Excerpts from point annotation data
***

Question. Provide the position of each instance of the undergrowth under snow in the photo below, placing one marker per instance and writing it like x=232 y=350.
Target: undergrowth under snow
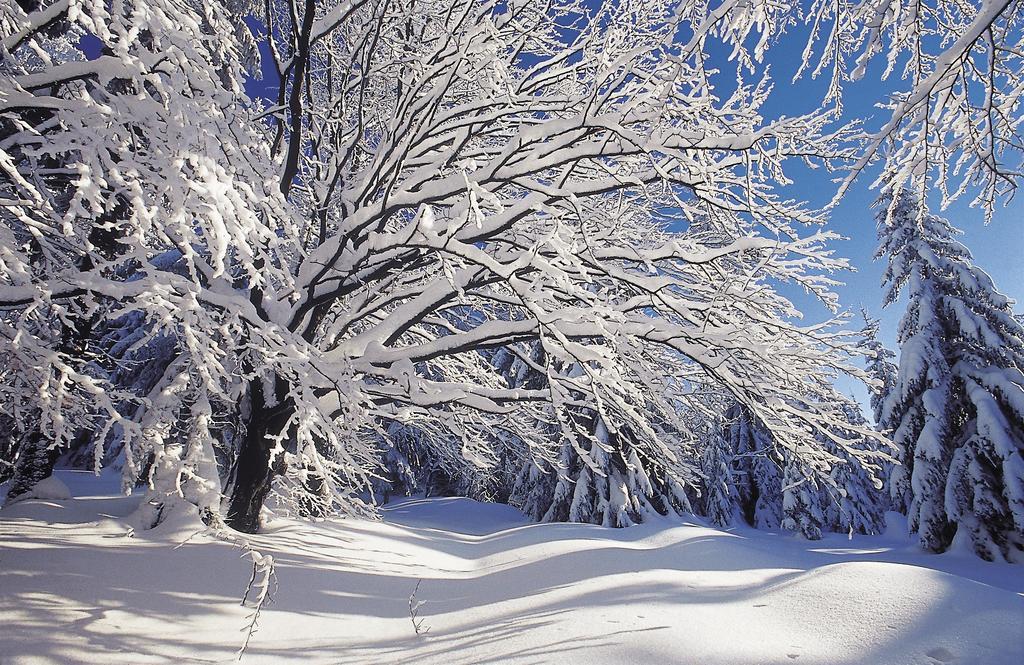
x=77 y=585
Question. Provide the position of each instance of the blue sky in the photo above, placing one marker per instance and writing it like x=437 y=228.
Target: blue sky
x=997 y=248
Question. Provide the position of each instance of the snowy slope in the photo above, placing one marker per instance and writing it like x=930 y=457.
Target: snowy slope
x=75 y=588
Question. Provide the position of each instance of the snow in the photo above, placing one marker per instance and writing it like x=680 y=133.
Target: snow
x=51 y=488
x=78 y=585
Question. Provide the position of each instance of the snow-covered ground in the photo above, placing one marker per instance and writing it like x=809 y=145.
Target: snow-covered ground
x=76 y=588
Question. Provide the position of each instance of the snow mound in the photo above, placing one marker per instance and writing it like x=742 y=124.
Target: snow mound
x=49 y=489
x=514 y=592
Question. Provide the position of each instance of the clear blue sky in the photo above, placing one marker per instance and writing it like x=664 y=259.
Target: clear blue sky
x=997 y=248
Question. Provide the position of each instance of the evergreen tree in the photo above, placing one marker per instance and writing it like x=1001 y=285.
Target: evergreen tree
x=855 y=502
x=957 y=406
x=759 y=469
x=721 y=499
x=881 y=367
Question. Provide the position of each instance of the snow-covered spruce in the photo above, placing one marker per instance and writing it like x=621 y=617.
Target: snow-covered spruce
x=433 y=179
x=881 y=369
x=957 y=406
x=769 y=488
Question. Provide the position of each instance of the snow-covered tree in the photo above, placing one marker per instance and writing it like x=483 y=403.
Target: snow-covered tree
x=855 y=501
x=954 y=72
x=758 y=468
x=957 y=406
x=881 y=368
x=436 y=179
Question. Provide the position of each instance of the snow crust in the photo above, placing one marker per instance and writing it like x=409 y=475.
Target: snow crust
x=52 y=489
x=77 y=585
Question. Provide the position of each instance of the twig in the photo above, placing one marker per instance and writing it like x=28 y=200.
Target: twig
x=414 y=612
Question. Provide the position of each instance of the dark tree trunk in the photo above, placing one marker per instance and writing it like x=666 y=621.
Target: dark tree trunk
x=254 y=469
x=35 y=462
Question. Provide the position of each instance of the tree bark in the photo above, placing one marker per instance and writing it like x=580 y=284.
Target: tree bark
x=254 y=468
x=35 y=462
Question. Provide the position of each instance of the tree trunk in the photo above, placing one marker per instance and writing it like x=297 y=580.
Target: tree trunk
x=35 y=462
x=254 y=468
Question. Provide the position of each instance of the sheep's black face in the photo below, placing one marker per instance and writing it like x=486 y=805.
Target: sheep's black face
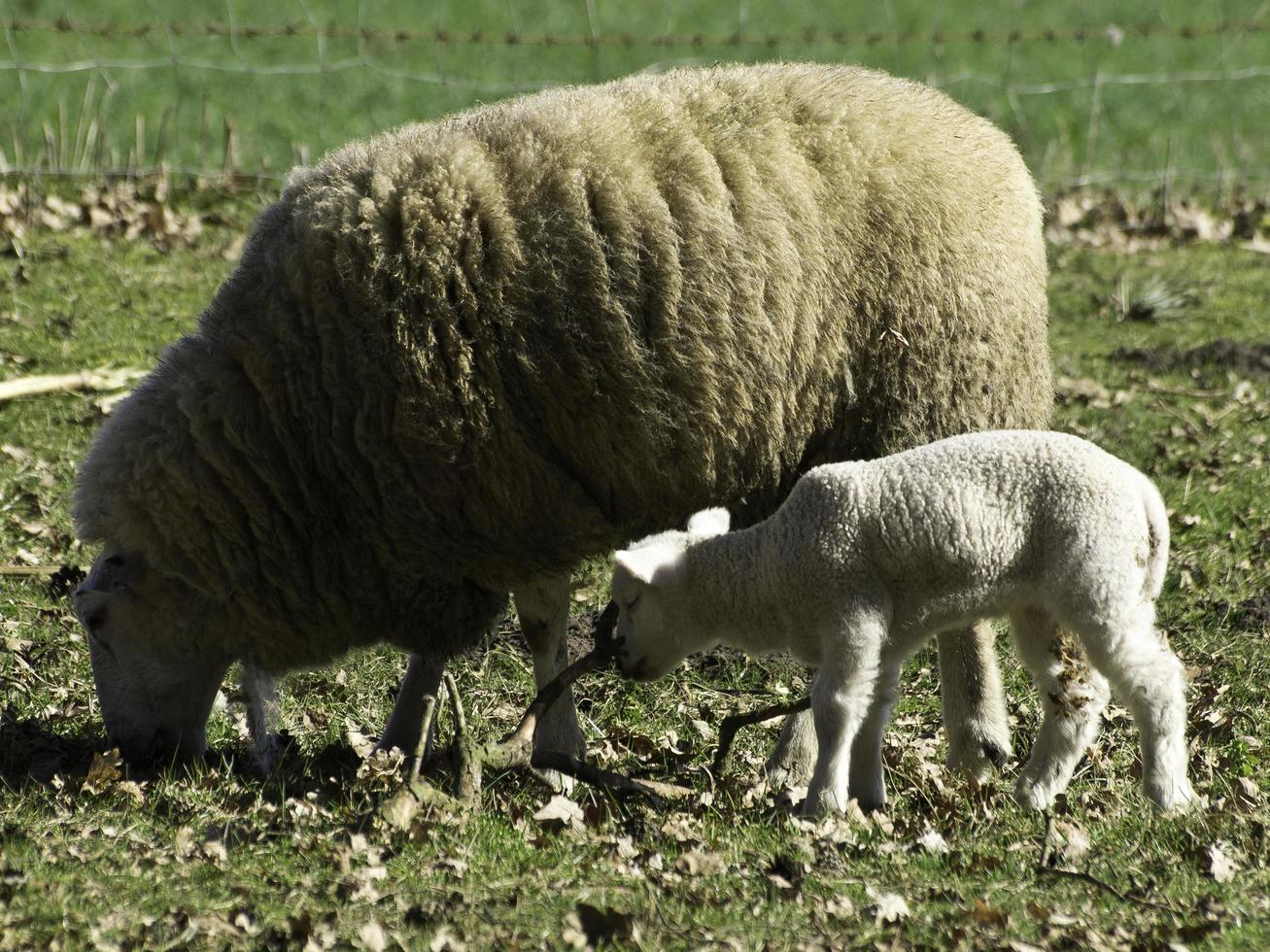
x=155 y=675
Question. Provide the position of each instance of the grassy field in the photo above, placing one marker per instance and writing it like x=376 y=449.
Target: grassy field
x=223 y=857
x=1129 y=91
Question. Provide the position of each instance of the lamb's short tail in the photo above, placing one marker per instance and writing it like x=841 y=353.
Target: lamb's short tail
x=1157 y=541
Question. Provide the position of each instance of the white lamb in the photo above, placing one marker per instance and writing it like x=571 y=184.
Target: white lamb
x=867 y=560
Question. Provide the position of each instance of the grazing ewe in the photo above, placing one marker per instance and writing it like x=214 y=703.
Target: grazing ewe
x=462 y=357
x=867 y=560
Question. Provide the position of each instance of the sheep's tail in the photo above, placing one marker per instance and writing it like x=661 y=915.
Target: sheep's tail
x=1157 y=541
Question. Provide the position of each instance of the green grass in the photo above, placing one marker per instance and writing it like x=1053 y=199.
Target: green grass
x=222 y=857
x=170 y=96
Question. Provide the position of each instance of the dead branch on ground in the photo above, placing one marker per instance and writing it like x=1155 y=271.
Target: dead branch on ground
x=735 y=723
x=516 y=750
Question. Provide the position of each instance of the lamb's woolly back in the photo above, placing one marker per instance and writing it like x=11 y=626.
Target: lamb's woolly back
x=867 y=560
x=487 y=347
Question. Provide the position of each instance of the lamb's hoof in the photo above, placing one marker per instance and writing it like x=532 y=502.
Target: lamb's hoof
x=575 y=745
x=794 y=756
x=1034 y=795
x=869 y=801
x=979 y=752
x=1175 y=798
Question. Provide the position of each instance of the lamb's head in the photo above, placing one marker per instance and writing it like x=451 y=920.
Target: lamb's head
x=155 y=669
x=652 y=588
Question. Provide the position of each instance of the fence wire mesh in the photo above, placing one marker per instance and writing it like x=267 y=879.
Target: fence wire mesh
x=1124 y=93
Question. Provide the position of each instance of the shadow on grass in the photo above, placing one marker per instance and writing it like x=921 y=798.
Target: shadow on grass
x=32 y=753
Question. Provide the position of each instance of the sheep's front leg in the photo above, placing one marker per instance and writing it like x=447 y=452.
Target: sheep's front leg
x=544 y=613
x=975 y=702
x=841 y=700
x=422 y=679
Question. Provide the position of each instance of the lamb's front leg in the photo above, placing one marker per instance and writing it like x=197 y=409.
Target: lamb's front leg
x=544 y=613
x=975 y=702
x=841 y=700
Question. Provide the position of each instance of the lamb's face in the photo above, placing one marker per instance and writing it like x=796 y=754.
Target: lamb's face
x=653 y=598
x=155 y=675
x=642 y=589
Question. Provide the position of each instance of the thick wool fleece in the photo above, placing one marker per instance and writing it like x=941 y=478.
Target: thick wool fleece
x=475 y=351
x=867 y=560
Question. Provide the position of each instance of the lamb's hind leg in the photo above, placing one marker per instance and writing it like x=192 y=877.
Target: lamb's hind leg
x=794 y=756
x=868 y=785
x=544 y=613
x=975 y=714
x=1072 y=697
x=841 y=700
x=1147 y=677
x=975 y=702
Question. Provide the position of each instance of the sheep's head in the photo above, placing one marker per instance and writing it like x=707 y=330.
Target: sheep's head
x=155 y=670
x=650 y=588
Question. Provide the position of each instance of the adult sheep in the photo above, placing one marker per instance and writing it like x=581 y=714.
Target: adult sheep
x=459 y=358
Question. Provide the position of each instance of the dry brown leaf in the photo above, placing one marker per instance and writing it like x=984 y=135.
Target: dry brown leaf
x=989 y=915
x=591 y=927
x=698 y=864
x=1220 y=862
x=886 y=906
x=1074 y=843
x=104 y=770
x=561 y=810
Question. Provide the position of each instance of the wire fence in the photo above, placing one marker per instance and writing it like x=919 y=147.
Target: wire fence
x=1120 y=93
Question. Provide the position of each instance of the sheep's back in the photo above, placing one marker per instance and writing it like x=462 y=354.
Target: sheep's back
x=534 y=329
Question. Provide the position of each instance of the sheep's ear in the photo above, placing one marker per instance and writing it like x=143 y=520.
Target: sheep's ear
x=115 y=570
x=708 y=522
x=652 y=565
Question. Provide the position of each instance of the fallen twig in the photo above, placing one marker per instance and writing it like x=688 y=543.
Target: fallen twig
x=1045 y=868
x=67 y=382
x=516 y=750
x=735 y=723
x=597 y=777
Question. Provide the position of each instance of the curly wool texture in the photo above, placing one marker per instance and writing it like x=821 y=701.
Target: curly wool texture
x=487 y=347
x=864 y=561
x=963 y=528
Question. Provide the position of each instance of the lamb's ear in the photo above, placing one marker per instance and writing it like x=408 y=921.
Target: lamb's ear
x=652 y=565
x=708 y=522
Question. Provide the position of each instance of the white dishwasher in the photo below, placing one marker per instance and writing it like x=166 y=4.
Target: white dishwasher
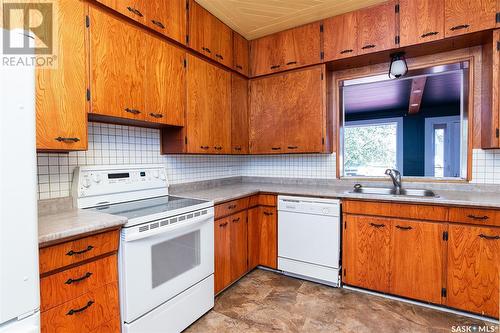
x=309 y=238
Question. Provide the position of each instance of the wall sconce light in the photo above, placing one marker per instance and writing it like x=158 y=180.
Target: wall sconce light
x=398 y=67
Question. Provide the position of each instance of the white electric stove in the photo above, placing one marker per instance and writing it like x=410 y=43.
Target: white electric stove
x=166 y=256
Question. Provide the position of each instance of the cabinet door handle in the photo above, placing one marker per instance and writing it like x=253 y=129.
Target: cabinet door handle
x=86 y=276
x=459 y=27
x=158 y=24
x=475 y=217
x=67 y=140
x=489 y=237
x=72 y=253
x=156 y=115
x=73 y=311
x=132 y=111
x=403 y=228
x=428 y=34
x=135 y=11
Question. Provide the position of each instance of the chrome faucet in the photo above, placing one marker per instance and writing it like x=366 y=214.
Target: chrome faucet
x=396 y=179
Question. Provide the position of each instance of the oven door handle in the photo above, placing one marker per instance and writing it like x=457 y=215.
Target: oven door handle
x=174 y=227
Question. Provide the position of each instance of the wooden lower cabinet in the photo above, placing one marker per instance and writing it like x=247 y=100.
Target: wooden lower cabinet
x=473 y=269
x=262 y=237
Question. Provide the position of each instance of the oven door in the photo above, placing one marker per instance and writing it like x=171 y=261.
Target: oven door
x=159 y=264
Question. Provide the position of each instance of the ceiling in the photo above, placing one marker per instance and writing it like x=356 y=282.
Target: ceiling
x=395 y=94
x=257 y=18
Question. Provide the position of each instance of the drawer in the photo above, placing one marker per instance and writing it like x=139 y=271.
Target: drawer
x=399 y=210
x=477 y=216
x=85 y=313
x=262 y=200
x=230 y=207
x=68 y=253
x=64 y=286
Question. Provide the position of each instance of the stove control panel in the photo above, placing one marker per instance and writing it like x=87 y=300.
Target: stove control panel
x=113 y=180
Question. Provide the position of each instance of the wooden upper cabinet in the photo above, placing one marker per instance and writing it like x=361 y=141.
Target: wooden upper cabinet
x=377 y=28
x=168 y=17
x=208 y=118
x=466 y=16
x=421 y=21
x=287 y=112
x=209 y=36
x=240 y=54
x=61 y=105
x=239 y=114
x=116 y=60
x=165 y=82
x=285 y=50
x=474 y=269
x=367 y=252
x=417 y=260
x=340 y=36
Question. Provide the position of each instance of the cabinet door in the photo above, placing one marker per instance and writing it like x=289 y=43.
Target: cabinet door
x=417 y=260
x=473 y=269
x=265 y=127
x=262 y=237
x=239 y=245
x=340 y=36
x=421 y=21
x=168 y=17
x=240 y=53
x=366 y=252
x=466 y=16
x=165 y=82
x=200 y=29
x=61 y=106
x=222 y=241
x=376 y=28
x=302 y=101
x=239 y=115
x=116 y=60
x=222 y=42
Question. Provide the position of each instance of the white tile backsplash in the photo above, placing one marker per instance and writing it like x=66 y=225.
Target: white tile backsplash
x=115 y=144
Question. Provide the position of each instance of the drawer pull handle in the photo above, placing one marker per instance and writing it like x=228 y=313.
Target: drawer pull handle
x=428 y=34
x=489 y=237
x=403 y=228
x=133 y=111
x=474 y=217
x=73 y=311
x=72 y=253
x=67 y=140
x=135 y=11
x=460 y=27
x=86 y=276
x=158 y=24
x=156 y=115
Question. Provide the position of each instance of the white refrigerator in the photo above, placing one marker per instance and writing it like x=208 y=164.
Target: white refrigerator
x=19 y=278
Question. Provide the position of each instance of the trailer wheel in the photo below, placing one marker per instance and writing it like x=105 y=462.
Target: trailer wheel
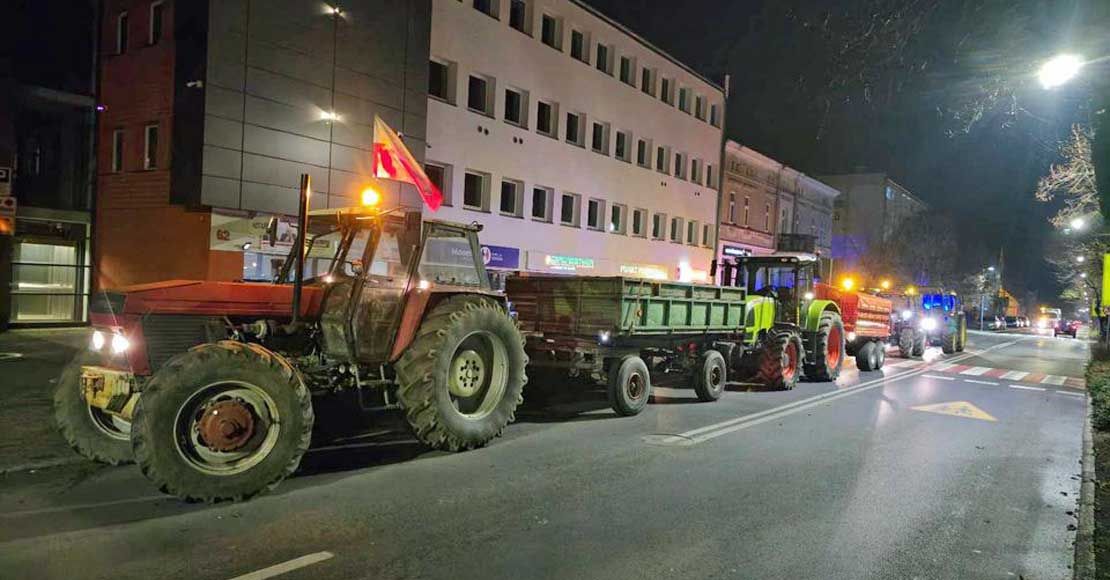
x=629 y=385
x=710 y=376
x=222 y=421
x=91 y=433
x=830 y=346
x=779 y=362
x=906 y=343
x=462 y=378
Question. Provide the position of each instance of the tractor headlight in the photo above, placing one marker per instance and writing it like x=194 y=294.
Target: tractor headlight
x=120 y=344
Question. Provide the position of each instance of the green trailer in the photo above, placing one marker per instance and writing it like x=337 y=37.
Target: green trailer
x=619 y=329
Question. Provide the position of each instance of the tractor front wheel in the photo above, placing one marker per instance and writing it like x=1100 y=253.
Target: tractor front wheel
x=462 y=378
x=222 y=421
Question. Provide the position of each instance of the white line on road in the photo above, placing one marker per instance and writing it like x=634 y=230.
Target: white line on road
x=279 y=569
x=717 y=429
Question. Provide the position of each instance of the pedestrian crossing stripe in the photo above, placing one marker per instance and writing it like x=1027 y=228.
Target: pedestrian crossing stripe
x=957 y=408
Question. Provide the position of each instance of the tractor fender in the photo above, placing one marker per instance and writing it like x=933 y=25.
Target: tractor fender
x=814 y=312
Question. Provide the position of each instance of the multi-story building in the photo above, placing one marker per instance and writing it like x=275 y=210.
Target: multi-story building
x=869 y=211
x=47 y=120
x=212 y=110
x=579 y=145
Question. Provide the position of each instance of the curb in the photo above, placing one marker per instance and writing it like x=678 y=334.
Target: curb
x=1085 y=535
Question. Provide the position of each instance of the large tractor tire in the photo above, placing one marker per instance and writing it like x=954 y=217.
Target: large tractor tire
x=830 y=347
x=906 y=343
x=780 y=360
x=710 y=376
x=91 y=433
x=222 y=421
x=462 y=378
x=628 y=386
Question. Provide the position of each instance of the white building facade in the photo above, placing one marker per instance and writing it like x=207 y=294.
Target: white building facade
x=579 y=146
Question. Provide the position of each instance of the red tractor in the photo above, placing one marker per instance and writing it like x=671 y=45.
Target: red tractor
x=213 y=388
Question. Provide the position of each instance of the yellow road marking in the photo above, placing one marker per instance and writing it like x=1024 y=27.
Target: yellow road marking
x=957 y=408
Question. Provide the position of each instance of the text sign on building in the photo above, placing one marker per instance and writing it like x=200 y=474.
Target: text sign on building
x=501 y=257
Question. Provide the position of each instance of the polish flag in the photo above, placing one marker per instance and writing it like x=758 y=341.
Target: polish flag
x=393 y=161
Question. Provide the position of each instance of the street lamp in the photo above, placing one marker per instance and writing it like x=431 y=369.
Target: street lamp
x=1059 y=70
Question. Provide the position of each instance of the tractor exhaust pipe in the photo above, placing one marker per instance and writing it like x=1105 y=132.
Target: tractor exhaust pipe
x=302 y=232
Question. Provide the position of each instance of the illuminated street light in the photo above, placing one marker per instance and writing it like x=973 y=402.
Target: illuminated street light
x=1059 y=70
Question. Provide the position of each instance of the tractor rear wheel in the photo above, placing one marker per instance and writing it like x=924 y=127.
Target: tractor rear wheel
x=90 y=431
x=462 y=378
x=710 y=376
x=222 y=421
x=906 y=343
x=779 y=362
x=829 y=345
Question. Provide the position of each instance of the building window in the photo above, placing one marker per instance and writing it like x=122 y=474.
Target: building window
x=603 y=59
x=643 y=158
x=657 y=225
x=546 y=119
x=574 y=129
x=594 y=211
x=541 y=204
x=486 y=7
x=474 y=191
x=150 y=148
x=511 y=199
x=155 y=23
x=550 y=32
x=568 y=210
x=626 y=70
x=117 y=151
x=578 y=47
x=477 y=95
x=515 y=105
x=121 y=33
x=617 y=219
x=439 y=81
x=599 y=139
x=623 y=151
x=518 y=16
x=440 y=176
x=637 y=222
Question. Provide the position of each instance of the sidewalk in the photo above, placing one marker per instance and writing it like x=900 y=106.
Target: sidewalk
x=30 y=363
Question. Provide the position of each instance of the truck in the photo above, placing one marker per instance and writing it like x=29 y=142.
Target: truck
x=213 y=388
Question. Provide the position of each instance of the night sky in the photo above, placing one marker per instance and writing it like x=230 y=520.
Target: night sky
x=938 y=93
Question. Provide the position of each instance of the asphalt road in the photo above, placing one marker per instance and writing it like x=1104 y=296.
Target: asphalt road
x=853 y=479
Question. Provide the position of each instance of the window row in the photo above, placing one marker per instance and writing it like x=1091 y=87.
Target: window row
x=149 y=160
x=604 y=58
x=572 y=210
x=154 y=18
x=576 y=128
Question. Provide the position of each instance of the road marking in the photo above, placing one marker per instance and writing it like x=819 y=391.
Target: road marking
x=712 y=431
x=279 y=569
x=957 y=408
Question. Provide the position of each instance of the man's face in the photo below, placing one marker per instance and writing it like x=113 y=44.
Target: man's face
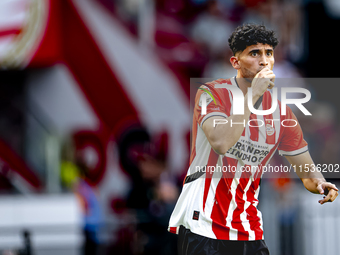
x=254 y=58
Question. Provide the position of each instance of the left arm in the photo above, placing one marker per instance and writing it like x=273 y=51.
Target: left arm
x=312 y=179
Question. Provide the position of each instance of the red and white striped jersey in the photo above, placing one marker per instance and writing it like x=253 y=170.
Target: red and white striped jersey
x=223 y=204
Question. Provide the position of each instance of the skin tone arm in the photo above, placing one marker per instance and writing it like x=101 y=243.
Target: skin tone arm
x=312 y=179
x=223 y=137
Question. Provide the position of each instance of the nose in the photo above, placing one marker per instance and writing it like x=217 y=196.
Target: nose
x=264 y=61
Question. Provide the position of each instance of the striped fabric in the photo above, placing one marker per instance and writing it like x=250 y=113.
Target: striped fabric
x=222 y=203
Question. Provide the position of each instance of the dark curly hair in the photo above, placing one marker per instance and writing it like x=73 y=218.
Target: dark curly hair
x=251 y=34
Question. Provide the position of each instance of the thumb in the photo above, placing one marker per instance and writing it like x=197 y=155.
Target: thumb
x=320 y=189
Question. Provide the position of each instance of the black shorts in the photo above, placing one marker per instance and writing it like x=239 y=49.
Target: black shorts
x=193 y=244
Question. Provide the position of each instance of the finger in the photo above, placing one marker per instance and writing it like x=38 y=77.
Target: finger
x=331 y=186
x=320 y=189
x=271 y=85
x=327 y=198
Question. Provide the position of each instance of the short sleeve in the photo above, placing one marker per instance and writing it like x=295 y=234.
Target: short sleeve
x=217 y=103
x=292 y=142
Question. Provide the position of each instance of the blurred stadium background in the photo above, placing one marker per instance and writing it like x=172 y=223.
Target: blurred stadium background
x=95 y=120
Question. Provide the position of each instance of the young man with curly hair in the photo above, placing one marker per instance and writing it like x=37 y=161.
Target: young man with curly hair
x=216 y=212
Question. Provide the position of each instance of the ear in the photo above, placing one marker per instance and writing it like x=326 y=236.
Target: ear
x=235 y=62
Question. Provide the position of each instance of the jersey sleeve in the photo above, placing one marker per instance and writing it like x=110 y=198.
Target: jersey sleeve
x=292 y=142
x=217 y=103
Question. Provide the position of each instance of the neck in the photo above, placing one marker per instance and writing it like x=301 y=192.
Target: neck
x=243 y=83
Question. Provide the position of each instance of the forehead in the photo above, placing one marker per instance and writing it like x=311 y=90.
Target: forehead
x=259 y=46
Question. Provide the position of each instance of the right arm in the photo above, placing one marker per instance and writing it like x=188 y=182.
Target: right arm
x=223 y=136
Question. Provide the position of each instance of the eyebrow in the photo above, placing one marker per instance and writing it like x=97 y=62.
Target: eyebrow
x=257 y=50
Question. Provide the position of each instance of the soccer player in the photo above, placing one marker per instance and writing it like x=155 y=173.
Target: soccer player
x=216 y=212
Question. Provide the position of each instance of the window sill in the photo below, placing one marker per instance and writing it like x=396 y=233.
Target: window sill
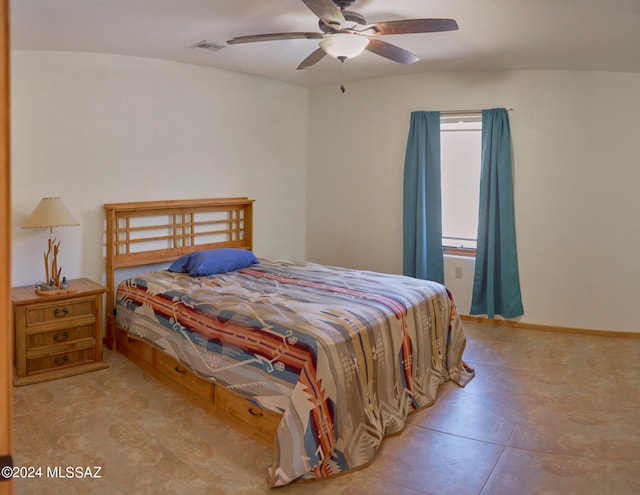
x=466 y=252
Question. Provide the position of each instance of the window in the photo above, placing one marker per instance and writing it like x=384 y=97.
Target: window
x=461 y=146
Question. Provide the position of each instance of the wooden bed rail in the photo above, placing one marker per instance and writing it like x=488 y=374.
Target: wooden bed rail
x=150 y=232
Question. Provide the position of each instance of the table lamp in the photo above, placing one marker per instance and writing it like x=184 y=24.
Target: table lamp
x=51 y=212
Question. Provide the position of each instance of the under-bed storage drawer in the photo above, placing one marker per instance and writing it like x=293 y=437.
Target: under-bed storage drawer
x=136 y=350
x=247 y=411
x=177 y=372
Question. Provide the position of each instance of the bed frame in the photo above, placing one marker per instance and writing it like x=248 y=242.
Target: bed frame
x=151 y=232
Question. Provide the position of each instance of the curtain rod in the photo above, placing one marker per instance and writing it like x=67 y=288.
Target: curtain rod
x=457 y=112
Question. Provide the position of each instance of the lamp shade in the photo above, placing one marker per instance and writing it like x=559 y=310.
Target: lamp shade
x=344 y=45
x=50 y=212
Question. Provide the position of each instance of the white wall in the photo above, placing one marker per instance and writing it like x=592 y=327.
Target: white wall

***

* THE PROBLEM *
Output as a JSON list of strings, one per line with blank lines omitted, the lines of the records above from the line containing "like x=592 y=327." through the end of the records, both included.

* THE REPLY *
[
  "Question. Provide the position of each instance of the white wall in the photo above, placing one marker per instance and writing it like x=592 y=327.",
  "Target: white wall"
]